What needs to be done —
Return every line of the records that contains the string "dark", matching case exactly.

━━ Input material

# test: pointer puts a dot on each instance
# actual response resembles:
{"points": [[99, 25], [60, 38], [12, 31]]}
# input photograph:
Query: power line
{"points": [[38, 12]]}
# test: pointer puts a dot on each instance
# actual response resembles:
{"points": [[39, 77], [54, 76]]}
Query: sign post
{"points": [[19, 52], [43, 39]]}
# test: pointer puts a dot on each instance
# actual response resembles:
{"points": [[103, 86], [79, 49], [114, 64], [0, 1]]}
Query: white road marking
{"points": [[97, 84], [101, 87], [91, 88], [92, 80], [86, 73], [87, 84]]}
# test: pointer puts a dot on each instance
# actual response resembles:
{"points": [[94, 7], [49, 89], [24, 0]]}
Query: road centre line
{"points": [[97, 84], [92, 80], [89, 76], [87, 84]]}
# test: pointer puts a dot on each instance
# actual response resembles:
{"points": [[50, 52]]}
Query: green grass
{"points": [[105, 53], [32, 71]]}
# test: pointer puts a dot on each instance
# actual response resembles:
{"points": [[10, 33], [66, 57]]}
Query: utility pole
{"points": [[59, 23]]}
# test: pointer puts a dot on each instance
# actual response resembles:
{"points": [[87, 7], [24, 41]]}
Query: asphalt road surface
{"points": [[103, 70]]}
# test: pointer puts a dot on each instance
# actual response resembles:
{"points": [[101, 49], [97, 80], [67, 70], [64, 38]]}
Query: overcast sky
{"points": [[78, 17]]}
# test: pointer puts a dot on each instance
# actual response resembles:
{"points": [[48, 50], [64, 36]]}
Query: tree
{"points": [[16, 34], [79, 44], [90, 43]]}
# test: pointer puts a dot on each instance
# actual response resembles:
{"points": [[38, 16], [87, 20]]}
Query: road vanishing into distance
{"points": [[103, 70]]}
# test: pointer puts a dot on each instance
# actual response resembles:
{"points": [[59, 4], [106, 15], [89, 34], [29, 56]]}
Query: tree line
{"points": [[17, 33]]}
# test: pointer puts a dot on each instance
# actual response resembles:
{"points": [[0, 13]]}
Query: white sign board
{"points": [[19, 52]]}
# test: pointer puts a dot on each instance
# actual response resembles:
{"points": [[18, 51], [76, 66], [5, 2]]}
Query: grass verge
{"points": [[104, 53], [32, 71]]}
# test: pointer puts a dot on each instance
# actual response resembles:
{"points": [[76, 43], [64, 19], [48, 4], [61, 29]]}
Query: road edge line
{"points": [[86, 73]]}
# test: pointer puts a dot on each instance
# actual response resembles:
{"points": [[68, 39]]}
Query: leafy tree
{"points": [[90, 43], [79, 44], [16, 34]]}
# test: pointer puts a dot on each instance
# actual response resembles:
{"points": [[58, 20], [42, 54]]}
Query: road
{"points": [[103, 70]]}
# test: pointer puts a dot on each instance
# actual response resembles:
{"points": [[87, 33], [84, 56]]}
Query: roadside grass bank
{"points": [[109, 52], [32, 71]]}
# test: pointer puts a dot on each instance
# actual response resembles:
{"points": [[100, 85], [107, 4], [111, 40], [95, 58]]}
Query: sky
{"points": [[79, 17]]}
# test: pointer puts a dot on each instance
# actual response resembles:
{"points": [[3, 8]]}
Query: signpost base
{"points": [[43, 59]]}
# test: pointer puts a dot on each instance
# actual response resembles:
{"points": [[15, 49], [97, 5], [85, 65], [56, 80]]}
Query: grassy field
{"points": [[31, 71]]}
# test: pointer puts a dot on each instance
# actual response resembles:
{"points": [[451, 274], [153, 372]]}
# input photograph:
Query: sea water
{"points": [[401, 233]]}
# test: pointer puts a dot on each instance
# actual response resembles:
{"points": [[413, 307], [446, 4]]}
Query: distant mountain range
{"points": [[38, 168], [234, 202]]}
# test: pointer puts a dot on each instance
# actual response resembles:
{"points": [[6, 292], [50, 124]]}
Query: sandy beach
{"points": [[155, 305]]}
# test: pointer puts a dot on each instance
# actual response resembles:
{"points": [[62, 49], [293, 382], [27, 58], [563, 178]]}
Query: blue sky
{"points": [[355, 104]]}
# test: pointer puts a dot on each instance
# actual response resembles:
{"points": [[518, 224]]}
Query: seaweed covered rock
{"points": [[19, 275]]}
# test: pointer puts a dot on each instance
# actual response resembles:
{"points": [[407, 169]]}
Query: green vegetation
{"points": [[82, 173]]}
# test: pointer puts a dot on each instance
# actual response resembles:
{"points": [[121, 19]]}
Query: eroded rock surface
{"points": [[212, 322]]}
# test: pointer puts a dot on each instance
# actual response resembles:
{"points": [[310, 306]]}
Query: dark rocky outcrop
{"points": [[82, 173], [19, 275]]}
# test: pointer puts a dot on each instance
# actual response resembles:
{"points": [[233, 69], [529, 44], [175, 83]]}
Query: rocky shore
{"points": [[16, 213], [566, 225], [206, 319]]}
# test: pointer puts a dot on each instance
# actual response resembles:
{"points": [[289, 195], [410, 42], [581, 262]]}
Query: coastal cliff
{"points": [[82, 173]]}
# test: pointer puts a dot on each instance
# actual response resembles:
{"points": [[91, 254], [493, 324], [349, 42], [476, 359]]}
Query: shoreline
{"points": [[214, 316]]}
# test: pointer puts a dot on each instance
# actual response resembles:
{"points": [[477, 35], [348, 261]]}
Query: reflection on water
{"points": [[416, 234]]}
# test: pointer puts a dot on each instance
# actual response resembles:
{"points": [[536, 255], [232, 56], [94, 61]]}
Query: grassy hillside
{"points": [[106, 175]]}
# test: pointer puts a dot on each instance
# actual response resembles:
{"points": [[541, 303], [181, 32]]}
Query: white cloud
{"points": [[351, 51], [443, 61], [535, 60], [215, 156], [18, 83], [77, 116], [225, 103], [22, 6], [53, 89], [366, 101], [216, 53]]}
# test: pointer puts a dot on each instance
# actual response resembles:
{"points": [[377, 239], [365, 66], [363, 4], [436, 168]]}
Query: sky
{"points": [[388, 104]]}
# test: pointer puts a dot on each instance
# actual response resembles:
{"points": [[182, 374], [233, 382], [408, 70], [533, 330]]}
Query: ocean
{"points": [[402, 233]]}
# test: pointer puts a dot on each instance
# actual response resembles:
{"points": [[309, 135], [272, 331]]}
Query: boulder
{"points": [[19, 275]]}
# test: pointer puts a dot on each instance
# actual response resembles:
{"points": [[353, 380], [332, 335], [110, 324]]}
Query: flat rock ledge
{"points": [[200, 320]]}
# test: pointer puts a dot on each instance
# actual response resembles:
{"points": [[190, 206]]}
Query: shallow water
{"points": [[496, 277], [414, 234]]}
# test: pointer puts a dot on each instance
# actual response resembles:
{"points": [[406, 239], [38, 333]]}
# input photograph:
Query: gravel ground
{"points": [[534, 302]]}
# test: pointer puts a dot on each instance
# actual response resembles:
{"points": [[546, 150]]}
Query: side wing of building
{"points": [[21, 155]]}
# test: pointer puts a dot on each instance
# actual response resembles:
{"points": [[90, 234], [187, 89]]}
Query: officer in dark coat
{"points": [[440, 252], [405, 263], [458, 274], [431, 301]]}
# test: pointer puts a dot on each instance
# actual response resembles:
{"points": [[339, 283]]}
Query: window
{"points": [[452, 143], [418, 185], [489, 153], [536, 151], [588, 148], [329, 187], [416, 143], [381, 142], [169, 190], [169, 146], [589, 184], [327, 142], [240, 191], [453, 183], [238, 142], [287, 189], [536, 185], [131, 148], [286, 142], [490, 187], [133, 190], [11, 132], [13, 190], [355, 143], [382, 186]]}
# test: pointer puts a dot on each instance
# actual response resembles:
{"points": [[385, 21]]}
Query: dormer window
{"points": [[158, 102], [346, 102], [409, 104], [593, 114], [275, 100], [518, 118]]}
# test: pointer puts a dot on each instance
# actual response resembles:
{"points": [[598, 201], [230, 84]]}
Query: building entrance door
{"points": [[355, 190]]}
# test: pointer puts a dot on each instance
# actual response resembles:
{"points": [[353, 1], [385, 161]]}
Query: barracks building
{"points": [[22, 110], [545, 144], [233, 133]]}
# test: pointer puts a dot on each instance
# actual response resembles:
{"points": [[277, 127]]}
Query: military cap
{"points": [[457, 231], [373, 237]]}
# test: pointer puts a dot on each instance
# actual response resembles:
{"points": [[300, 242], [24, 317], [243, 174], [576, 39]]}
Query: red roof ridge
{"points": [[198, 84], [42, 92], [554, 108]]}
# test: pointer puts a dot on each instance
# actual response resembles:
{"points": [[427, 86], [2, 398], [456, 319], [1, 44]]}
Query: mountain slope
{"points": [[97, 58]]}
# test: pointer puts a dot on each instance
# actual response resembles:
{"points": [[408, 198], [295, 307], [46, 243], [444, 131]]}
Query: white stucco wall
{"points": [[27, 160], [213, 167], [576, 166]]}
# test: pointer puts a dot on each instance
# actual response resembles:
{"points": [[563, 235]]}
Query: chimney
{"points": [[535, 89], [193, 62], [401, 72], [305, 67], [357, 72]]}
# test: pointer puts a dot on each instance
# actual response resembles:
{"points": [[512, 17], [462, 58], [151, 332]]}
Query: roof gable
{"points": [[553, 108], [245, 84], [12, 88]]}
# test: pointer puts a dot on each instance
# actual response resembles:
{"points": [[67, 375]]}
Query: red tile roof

━━━━

Correct answer —
Query: dark rocky outcrop
Query: officer in dark coat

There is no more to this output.